* [EXERCISE BRIEF]: Copy the lines below verbatim, beginning with the line that includes "Exercise. Point to the woman in black dress with" and continuing to the end; leave out everything before it.

----- GIVEN DATA -----

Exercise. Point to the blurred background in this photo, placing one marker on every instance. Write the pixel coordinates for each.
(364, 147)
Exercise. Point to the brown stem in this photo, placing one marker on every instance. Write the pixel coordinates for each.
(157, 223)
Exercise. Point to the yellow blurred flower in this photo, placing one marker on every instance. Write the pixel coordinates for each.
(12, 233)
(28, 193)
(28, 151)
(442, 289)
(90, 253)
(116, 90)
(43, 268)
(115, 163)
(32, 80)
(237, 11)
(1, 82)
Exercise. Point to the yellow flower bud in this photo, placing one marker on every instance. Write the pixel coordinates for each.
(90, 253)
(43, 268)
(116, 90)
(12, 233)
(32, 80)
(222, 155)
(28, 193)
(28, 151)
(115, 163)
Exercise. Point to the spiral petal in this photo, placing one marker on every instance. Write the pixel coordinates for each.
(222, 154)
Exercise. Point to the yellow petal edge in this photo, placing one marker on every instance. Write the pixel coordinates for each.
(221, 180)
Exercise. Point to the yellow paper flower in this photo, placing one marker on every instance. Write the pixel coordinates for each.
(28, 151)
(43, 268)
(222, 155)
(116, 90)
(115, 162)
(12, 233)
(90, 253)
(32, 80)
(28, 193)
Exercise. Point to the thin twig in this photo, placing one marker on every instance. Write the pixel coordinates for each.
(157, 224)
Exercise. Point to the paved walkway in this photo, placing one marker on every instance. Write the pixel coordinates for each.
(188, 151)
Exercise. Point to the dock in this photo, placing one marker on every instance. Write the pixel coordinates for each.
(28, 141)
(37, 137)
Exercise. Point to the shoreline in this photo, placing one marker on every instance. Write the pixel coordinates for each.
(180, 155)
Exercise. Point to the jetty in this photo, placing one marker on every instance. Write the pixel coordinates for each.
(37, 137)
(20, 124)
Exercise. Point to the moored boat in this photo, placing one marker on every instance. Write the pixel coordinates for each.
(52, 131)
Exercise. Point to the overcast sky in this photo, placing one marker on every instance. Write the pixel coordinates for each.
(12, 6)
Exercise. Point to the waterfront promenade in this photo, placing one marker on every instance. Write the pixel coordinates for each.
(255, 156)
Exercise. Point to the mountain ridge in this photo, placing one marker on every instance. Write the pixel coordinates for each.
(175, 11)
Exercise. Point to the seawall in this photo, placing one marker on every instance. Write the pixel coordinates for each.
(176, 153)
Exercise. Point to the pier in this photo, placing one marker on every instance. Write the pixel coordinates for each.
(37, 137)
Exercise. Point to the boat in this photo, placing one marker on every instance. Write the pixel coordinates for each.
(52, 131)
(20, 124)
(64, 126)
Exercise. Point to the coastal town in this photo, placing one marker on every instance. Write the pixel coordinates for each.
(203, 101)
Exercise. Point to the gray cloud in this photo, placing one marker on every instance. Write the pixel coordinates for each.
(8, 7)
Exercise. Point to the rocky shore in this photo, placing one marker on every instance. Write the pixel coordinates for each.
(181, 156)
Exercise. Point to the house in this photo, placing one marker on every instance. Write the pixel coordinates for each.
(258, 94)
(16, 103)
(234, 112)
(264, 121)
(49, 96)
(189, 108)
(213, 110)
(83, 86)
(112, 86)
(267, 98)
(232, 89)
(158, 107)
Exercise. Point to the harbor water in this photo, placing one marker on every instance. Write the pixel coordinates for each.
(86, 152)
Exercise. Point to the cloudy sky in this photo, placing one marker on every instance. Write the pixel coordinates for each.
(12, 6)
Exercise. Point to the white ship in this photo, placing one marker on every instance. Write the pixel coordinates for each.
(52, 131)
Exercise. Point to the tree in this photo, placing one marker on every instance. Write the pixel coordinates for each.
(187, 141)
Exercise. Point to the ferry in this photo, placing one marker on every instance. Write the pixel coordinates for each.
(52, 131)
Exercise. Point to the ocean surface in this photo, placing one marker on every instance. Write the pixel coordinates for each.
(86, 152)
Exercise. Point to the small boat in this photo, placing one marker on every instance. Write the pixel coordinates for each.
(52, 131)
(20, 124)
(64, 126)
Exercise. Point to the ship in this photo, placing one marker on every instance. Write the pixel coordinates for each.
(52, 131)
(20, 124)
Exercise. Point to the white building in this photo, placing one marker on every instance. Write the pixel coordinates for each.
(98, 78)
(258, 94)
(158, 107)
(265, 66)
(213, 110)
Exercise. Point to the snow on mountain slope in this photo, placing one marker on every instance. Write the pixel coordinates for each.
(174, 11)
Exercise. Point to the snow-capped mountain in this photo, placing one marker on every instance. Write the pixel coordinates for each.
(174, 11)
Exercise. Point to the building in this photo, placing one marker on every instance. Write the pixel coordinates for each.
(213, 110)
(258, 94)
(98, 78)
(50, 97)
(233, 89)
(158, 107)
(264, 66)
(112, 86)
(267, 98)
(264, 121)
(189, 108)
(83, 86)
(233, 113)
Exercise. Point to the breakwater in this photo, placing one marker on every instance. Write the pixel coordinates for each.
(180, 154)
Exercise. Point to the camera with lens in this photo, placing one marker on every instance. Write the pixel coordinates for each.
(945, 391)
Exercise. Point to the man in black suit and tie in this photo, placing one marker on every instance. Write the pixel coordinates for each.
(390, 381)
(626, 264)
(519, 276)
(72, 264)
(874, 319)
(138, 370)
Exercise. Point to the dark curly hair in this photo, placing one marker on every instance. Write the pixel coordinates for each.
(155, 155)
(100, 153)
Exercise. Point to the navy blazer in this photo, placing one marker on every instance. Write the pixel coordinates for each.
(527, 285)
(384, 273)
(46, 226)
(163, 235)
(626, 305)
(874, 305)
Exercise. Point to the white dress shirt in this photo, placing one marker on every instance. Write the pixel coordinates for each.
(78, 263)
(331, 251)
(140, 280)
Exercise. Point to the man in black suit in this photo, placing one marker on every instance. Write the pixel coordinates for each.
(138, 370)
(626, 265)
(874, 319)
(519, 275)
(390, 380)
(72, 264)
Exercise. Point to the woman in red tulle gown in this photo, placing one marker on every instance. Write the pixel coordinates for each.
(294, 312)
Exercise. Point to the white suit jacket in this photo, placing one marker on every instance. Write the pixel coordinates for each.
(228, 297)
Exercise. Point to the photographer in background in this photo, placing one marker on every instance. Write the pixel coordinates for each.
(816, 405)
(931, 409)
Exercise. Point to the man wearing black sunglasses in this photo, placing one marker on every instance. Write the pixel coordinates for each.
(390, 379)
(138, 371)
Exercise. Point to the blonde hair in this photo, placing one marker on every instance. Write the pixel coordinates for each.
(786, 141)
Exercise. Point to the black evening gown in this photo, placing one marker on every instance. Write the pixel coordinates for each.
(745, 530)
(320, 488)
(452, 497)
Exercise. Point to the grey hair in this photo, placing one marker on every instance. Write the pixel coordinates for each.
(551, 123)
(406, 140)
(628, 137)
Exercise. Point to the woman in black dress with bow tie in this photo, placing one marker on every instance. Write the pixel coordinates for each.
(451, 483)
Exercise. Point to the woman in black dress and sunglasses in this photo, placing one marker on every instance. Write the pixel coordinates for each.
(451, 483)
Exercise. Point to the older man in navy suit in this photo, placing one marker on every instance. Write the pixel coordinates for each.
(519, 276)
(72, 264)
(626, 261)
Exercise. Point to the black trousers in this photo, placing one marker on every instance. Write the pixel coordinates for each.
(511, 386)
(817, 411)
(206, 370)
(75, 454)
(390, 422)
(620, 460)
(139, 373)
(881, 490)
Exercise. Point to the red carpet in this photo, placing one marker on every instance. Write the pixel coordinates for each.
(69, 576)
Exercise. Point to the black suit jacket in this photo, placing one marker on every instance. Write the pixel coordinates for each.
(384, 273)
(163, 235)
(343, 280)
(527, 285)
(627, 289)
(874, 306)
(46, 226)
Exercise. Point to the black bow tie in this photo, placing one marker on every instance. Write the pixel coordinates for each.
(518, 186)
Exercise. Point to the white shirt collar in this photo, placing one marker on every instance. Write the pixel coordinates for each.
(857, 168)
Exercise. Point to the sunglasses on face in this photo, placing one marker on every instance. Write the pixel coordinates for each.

-----

* [CORRECT RESULT]:
Exercise. Point to the woman in black dress with bow tie in this photo, placing one marker on every instance. Write the pixel coordinates for each.
(451, 483)
Exercise. Point to the woman in black dress and sunglasses in this photo, placing one marker on every instance. Write the pixel coordinates for each.
(451, 483)
Exercise. Point to the older man in navy suit in this photo, placing one marker on every instance. Write the pixel coordinates for each.
(519, 276)
(72, 264)
(626, 261)
Exercise. Point to the black trousers in this photo, placing one marker on every instance. Write the pixel coordinates for each.
(511, 386)
(817, 411)
(206, 370)
(75, 454)
(390, 422)
(620, 460)
(139, 373)
(881, 490)
Exercise. Point to the red carpet in this photo, placing one marker on every instance. Write the pixel coordinates for each.
(69, 576)
Exercise. Point to the black suit jacket in this photo, placing one marker on every instance. Write the pixel coordinates for each.
(384, 273)
(163, 235)
(343, 280)
(527, 285)
(627, 289)
(874, 306)
(46, 226)
Exercise. Point to the black bow tie in this photo, placing one marker on every instance. Write the pixel coordinates for each.
(518, 186)
Exercise. Point to the white shirt collar in this photo, placing one marker on every instance. Write the pixel coordinates for each.
(857, 168)
Exercise. Point to the sunglasses on face in this photo, placing one marker on every instance. Write the pixel coordinates for each.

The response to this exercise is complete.